▶ [Set problem]: Count the lines in the items below that contain the string "Target". Reply with that number only.

▶ [Entries]:

= = = =

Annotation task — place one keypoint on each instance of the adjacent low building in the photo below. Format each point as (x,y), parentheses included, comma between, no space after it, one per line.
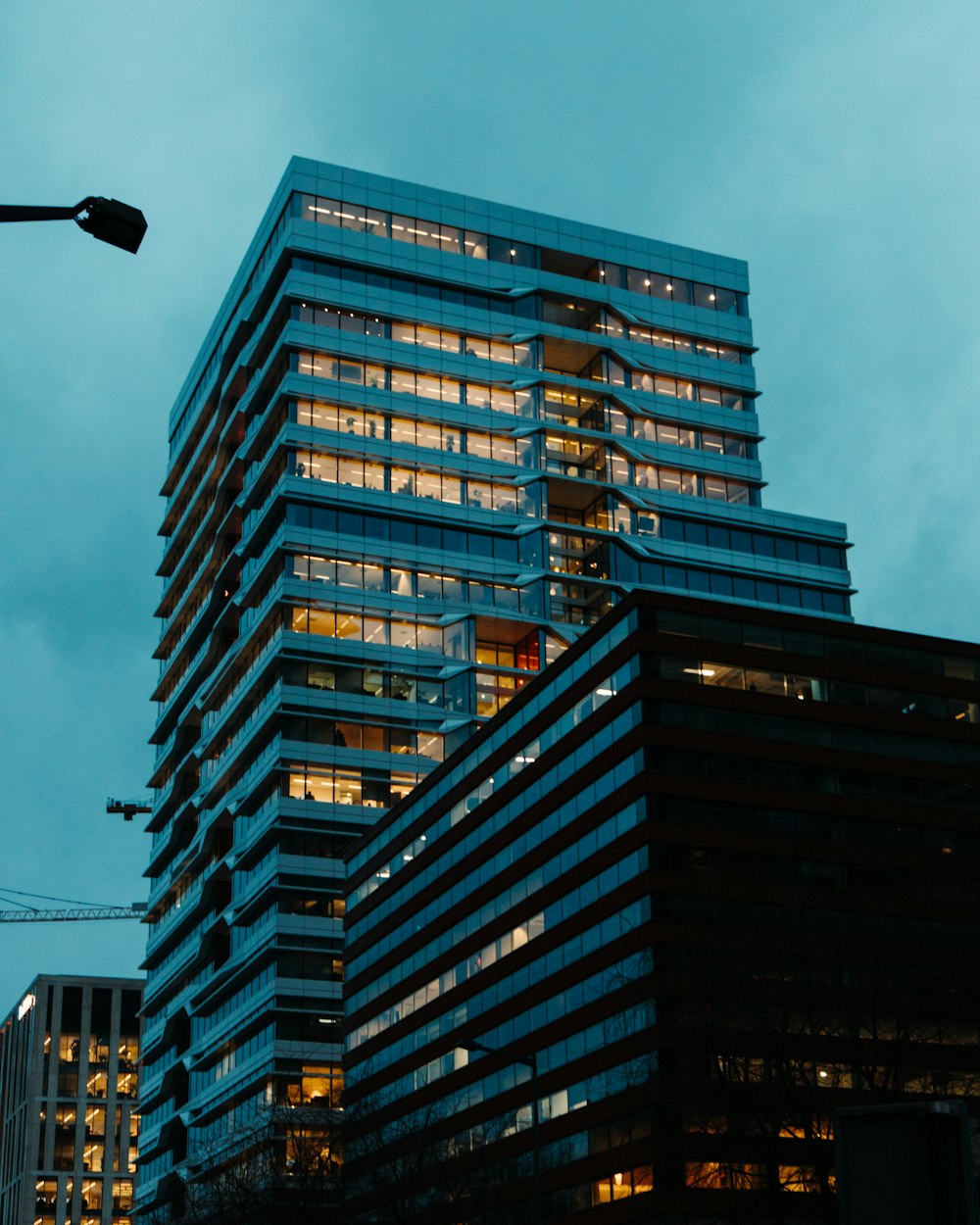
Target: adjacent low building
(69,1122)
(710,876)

= = = =

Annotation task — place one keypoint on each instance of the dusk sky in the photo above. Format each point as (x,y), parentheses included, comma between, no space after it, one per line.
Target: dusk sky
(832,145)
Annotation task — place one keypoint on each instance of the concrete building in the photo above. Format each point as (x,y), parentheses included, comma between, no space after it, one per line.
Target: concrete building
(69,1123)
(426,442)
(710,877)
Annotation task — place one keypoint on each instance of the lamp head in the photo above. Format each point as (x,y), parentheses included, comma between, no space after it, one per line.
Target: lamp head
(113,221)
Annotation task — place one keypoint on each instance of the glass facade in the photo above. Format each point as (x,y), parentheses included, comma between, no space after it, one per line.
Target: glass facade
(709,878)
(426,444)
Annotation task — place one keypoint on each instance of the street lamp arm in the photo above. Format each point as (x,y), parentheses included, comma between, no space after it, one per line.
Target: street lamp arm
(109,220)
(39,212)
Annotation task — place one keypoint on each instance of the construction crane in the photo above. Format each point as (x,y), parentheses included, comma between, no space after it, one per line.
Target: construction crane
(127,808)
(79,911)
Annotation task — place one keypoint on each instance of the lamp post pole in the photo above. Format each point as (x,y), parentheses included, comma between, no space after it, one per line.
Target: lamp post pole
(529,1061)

= = = =

▶ [Output for this exercise]: 8